Task directions: Every record below should be copied exactly, with the pictures left out.

=== Section Start ===

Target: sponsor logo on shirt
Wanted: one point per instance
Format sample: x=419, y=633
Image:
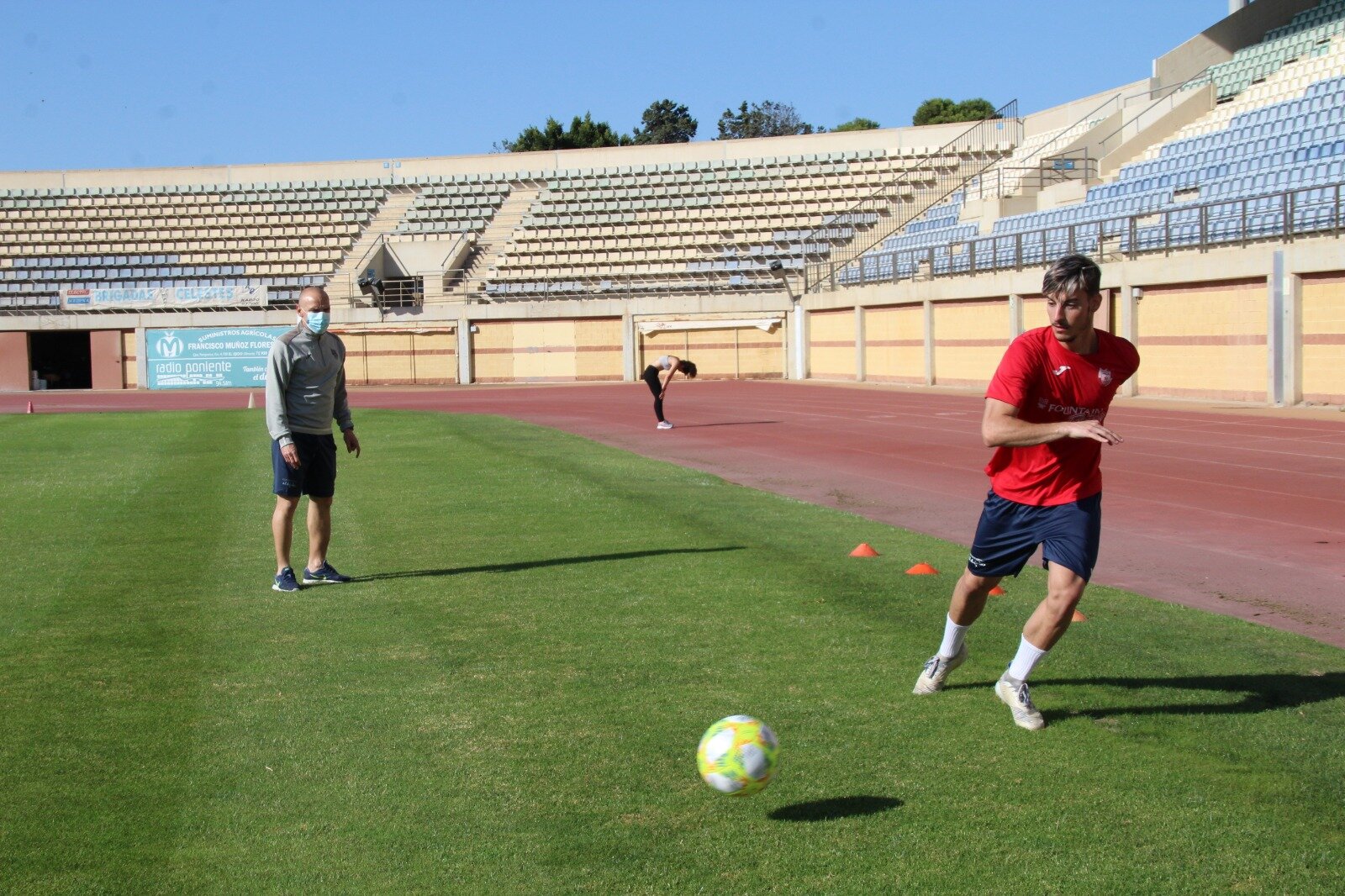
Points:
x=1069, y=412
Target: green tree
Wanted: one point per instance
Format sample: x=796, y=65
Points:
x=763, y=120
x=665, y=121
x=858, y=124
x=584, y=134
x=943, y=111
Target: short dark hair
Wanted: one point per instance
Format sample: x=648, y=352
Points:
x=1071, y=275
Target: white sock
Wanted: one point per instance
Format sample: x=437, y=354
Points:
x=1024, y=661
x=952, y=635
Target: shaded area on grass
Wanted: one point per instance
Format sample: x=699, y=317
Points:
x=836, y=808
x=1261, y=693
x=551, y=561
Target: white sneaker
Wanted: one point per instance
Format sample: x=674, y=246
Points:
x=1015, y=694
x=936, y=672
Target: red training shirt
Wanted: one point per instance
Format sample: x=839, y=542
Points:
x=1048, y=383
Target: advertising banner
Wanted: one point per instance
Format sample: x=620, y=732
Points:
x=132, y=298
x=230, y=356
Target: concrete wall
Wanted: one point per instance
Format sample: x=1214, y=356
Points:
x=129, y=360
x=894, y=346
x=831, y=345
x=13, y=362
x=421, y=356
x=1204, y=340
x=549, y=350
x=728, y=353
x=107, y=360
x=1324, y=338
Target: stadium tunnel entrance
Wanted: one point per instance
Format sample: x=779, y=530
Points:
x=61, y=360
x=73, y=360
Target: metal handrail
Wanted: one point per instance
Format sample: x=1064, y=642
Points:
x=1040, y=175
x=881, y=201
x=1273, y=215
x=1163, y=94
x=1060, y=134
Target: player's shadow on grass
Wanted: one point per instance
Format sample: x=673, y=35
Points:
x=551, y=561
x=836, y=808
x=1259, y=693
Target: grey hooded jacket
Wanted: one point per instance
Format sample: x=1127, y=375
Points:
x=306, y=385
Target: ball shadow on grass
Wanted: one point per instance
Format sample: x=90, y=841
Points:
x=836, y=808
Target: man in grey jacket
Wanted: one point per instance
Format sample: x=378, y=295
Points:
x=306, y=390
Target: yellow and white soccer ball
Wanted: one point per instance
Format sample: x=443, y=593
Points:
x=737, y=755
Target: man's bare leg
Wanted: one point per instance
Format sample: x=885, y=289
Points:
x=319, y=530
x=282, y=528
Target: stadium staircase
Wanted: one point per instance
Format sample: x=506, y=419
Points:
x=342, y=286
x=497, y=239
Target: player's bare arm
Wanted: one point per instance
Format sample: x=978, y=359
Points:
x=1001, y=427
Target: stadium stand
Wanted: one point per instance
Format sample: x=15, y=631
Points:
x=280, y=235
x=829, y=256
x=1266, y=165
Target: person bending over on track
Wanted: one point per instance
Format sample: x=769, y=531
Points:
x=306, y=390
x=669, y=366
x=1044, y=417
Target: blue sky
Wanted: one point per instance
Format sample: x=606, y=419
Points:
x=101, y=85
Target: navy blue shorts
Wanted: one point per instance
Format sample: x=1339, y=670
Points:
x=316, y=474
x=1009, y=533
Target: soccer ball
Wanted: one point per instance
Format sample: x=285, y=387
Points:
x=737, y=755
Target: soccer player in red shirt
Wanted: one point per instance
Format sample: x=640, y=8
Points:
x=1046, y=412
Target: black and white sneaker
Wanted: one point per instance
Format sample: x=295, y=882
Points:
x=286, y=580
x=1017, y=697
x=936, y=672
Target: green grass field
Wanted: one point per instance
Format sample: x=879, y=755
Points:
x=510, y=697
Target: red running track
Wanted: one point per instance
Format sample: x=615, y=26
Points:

=== Section End ===

Final answer:
Target: sponsor logo on shirt
Wanted: one point per instance
Format sample: x=419, y=633
Image:
Points:
x=1069, y=412
Target: green tree
Wanted: one point per instance
Format sample: x=796, y=65
Points:
x=763, y=120
x=665, y=121
x=858, y=124
x=584, y=134
x=943, y=111
Target: short dark hair
Wanted: one point per instance
Format sample: x=648, y=352
Points:
x=1071, y=275
Target: white sock
Wanted: one point per instance
Format sample: x=437, y=354
Points:
x=1024, y=661
x=952, y=635
Target: shaded area on grass
Wanted: one point per instance
Format sample: x=699, y=317
Points:
x=836, y=808
x=1261, y=693
x=551, y=561
Target: white sneaker
Wanted: one point per instance
Format sample: x=674, y=246
Points:
x=1015, y=694
x=936, y=672
Target: red training shirt
Wanted: one point per instance
Format sample: x=839, y=542
Points:
x=1048, y=383
Target: advertising banner
Wanted: one point per instance
Format sample: x=620, y=732
Points:
x=132, y=298
x=230, y=356
Target: concrete wall
Wanted: one point per instance
Format sample: x=1214, y=356
Points:
x=129, y=360
x=894, y=346
x=831, y=345
x=13, y=362
x=421, y=356
x=1204, y=340
x=549, y=350
x=728, y=353
x=107, y=360
x=1324, y=338
Target: stadium tunnel entrance
Wanted: one point per instance
Format sample: x=779, y=530
Points:
x=61, y=360
x=73, y=360
Target: metal handrail
Wanted: one point per instance
Format sample: x=1064, y=642
Points:
x=1040, y=175
x=881, y=201
x=1273, y=215
x=1163, y=94
x=1060, y=134
Target: player's shadow on grass
Wanted: one point per instance
Format sample: x=673, y=35
Points:
x=551, y=561
x=836, y=808
x=1259, y=693
Target: grey hooded jacket
Wanted: one point per instance
Format sample: x=1127, y=375
Points:
x=306, y=385
Target: ball shadow on grass
Wanted: one point per instance
Format sample: x=90, y=841
Points:
x=836, y=808
Target: man in grey jacket
Wanted: one point per instance
Format sample: x=378, y=295
Points:
x=306, y=390
Target: yellow and white soccer ball
Wanted: one point per instance
Format sample: x=443, y=593
Points:
x=737, y=755
Target: man's bare leg
Wanted: one point per instance
Format sample: x=885, y=289
Points:
x=319, y=530
x=282, y=528
Target: stadium staircase
Wanted: one point per instance
Format sample: x=506, y=419
Points:
x=342, y=286
x=497, y=239
Target: player's bare arm
Wanted: one point per instance
Format sample: x=978, y=359
Points:
x=1001, y=427
Target: stadium stand
Wanted: one point per instance
Format sample: x=15, y=631
Points:
x=280, y=235
x=829, y=256
x=1266, y=165
Target: person bending over on track
Wanted: one point per instance
Format sample: x=769, y=531
Points:
x=306, y=390
x=669, y=366
x=1044, y=417
Target: blue sky
Wanted: one point per instance
Format sample: x=606, y=419
Points:
x=101, y=85
Target: navy blue shorts
Wanted: one point per instance
Format sample: x=1339, y=670
Points:
x=316, y=474
x=1009, y=533
Target: soccer ball
Wanted: one point per instance
Format sample: x=285, y=387
Points:
x=737, y=755
Target: soccer player in red shirt
Wanted: one point per instance
Format sample: x=640, y=8
Points:
x=1046, y=412
Target: black and white sneaker
Wanted: one point per instance
Format sample: x=295, y=882
Points:
x=286, y=580
x=1017, y=697
x=936, y=672
Target: green grass field
Wanted: one point per instance
Format sample: x=879, y=755
Points:
x=510, y=697
Target: red running track
Wanted: one point per instance
Format sample: x=615, y=26
Points:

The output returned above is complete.